[BEGIN Selected excerpt]

The Healing Wisdom of Birds: The Spirit of the Dove



This article was written by Lesley Morrison
posted under Self-Help
The Healing Wisdom of Birds Dove
The
dove is one of those birds whose imagery seems universal. It is a
symbol of hope, purity, and faith, but many people would never think to
look any deeper into its complex and ancient past. While researching
for my book, The Healing Wisdom of Birds,
I poured through a vast pile of mythologies, goddess images, and
religious associations centered upon birds and found a history of the
dove much more intriguing than the modern day archetype.

If we cast an eye back toward the civilizations of ancient Crete, Egypt,
and Greece, we can see the dove predominate as a cultural icon,
harmonizing the apparent duality of sexuality and spiritual love.
Although revered as a symbol of peace in many places, the dove was
usually seen as the embodiment of the Goddess and her divine powers. In
Mycenaean iconography, the dove and goddess motif appeared as early as
the 16th century BCE. This icon later spread throughout Greece,
eventually evolving into the Greek goddess Aphrodite, the world’s
favorite deity of amour. Aphrodite (Venus in the Roman
pantheon) had the dove as her primary bird companion—not as a symbol of
hope or faith, but as the profound essence of fertility that springs
from sexual and emotional love.

[END Selected excerpt]
[BEGIN Given data]

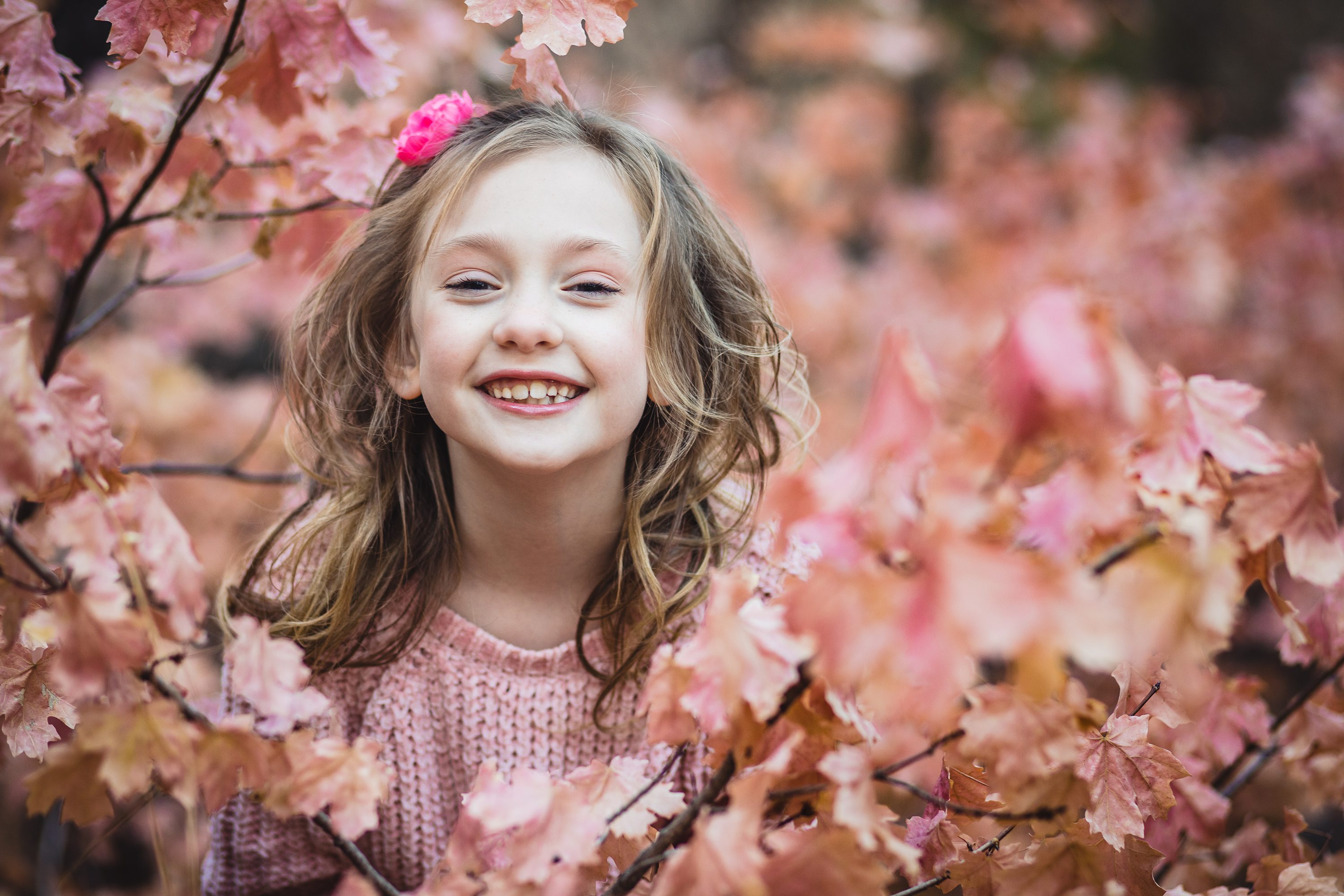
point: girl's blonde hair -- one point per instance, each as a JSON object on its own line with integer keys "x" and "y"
{"x": 374, "y": 550}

[END Given data]

**Directions**
[1] Copy the passage of the dove article from "This article was" to "modern day archetype." word for word.
[2] Continue the article on the dove's symbolism from the point where it stops.

**Exercise results**
[1]
This article was written by Lesley Morrison
posted under Self-Help
The Healing Wisdom of Birds Dove
The
dove is one of those birds whose imagery seems universal. It is a
symbol of hope, purity, and faith, but many people would never think to
look any deeper into its complex and ancient past. While researching
for my book, The Healing Wisdom of Birds,
I poured through a vast pile of mythologies, goddess images, and
religious associations centered upon birds and found a history of the
dove much more intriguing than the modern day archetype.

[2]
In the ancient Minoan pantheon, the goddess who overruled fertility and
procreation had the dove as her sacred bird. The dove personifies the
idea of union with the source of life that sexual energy and
spirituality both strive to fulfill. It is an enduring symbol of the
soul but at the same time reveals the connection between earthly love
and the human need to reunite with the divine. Doves, like the goddesses
they adorned, have brought together the fundamentals of the human
experience in mythologies, art, and many religions, unifying divine love
with erotic love into one spiritual experience. This reveals to us the
undeniable relationship between the two aspects of human nature.
But later cultures downplayed the dove’s role as the sacred image of
sexuality and, as time passed, alienated the dove from its primal
symbolic foundations. The dove remains a lingering presence in the
modern world, adorning holiday cards and church paintings, but the dove
carries such a complex wisdom that is long-cherished and universally
celebrated. As the epiphany of Aphrodite, the dove was a potent force of
fertility and higher love. Later, this bird came to be the sacred bird
of Bacchus, the Roman god of fertility, wine, and ecstasy. Many of these
associations are distant today, and frowned upon by more "conservative"
organizations and religious belief systems.
But why the dove? How does a quiet, ground-feeding little bird come to evoke such potent imagery from culture to culture?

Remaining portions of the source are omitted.